#### [Problem to solve]
Within the data that follows, set down exactly the lines from the one containing "Target: cylindrical concrete column" through the one containing "out the steel", both ends included.

#### [Supplied information]
▼
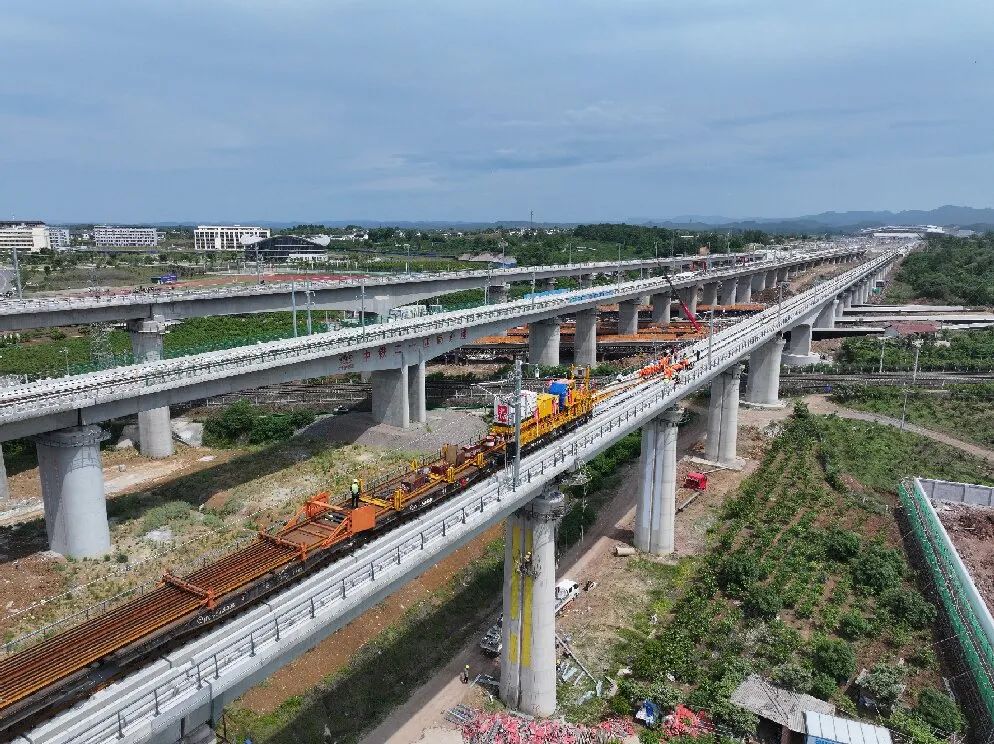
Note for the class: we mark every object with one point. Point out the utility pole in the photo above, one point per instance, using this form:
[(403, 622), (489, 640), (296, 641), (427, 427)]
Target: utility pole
[(515, 472), (917, 343), (17, 275)]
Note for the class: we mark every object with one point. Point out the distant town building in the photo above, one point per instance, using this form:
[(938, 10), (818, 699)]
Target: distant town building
[(226, 237), (106, 236), (58, 237), (30, 237), (286, 248)]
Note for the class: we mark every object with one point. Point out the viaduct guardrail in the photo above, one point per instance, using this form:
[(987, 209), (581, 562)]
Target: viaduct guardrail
[(48, 405), (190, 686)]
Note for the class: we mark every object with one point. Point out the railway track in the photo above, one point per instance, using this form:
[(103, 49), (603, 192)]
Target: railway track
[(62, 668)]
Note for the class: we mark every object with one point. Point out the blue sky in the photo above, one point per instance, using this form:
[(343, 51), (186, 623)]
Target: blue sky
[(143, 110)]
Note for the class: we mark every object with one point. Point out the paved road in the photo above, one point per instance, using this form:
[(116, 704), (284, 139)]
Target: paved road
[(821, 404)]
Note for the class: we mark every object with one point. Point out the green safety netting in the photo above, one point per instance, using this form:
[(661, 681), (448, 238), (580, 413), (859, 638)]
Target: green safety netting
[(973, 640)]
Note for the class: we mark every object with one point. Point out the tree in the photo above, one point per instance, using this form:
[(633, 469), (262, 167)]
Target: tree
[(834, 657), (939, 712)]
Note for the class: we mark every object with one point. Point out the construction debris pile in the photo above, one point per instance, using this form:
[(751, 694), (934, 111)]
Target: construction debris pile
[(506, 728)]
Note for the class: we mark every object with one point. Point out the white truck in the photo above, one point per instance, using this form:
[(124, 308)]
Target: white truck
[(491, 643)]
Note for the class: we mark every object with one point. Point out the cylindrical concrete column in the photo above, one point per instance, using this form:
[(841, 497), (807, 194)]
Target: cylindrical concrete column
[(155, 436), (661, 304), (391, 404), (728, 439), (628, 318), (543, 342), (528, 661), (743, 292), (727, 291), (4, 486), (798, 353), (585, 338), (72, 491), (763, 385), (709, 294), (689, 297), (826, 318), (656, 507), (416, 397)]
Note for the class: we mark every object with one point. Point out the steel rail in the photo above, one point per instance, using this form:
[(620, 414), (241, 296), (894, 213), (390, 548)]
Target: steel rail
[(43, 397), (139, 707)]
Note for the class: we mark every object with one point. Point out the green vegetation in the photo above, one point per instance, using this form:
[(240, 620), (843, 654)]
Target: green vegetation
[(243, 422), (966, 350), (804, 578), (952, 270), (963, 411)]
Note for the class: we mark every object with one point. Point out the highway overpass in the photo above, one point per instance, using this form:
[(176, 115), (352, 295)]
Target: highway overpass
[(370, 294), (190, 686)]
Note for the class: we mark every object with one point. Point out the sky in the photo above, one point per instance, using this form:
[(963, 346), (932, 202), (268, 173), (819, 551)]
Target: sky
[(607, 110)]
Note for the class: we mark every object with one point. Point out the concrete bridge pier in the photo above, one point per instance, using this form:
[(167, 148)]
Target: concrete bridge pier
[(72, 491), (709, 294), (543, 342), (4, 486), (497, 293), (585, 338), (763, 384), (728, 291), (416, 397), (628, 317), (528, 661), (689, 297), (155, 436), (656, 508), (743, 292), (723, 419), (799, 349), (826, 318), (661, 307), (840, 309)]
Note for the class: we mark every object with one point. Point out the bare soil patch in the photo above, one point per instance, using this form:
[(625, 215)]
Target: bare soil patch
[(971, 529)]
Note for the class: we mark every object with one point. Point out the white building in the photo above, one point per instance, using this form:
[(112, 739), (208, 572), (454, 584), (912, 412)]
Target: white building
[(58, 237), (28, 237), (125, 237), (226, 237)]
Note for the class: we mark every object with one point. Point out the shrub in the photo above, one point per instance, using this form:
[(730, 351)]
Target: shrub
[(794, 677), (877, 568), (739, 572), (160, 516), (853, 624), (762, 602), (939, 712), (884, 683), (909, 607), (834, 657), (840, 544), (823, 686)]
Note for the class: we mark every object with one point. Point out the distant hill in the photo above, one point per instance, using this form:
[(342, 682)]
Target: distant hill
[(948, 216)]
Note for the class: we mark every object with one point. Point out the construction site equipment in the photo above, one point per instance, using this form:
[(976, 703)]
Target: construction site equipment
[(696, 481)]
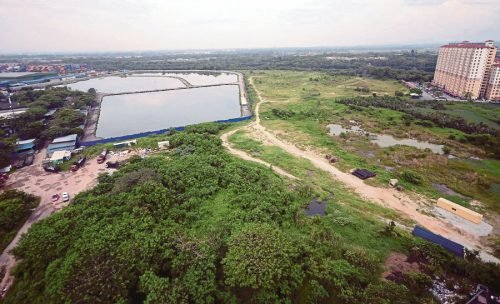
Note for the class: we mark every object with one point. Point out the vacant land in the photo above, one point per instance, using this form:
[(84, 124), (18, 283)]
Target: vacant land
[(196, 225), (303, 118), (298, 86)]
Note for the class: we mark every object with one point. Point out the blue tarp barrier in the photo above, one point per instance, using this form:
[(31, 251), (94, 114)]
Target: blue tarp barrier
[(451, 246), (144, 134)]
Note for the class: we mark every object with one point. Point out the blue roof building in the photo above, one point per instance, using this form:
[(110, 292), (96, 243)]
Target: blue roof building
[(25, 145), (65, 143)]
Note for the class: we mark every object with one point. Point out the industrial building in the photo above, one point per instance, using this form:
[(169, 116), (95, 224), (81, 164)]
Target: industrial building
[(65, 143), (464, 69)]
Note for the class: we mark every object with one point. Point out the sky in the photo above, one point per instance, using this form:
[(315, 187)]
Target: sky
[(134, 25)]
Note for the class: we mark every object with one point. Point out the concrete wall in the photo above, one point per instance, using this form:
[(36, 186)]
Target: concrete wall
[(459, 210)]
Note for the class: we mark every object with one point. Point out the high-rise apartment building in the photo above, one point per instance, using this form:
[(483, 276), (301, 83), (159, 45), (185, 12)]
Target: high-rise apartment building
[(464, 69), (493, 90)]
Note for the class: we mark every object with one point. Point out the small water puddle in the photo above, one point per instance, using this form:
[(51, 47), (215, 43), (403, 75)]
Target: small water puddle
[(316, 207), (384, 140), (447, 191)]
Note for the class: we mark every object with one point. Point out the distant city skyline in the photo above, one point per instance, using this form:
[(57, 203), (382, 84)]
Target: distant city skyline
[(130, 25)]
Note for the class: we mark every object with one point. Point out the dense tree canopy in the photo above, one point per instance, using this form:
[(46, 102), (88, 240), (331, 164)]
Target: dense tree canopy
[(196, 225)]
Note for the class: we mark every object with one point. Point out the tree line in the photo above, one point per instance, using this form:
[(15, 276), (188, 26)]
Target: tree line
[(196, 225)]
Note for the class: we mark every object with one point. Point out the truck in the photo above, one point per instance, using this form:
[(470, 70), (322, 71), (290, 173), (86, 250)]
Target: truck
[(53, 169), (78, 164), (102, 157), (112, 164)]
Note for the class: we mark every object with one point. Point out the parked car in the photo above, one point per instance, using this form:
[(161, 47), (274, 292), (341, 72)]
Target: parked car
[(113, 164), (65, 196), (18, 163), (28, 161), (78, 164), (53, 169)]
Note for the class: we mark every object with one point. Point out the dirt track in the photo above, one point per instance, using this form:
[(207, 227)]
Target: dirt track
[(405, 204), (34, 180)]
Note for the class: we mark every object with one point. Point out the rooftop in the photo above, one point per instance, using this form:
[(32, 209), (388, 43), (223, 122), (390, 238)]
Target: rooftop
[(66, 138), (9, 75), (467, 44)]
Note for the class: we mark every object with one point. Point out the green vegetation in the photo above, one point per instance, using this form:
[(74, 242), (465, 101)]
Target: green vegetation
[(196, 225), (297, 86), (33, 123), (15, 208)]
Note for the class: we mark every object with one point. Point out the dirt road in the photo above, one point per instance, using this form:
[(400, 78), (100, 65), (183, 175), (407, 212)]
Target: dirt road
[(402, 202), (34, 180)]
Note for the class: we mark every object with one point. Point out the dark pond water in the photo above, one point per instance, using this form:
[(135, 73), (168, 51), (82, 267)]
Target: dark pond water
[(384, 140), (116, 84), (316, 207), (135, 113), (198, 78)]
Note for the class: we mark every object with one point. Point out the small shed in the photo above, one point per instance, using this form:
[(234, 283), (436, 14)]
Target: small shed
[(363, 173), (455, 248), (125, 144), (461, 211), (163, 144), (60, 156), (25, 145)]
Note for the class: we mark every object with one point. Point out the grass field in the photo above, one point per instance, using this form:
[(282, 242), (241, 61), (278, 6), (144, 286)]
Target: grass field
[(488, 114), (298, 86), (348, 214), (303, 118)]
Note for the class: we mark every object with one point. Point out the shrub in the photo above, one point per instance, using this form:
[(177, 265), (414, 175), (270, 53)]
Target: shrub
[(412, 177)]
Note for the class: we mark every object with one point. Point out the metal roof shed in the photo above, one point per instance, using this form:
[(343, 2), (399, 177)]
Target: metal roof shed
[(449, 245), (72, 137), (24, 145)]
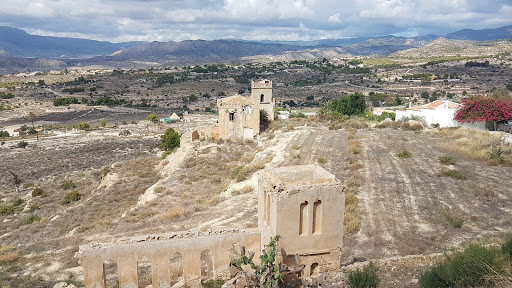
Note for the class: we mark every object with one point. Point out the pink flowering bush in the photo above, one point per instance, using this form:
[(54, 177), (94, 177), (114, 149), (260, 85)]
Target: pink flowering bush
[(481, 108)]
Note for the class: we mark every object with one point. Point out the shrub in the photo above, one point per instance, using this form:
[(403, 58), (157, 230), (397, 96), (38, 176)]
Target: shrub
[(170, 139), (32, 218), (366, 278), (152, 118), (356, 123), (475, 266), (71, 197), (22, 144), (213, 283), (453, 173), (38, 191), (404, 154), (241, 173), (104, 171), (68, 184), (65, 101), (6, 210), (447, 160), (33, 208), (506, 248), (175, 212), (354, 146), (412, 126), (82, 126), (9, 257)]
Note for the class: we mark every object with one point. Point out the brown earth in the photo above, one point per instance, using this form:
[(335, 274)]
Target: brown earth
[(405, 208)]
▲
#### [Response for this exercise]
Target: cylindrical concrete column
[(155, 436), (661, 304), (391, 404), (728, 439), (628, 318), (543, 342), (528, 661), (743, 292), (727, 291), (4, 486), (798, 353), (585, 338), (72, 491), (763, 385), (709, 294), (689, 297), (826, 318), (656, 507), (416, 397)]
Note for the class: we mark every object with one point. Point out the steel rail in the photo above, one point per instance, using this form:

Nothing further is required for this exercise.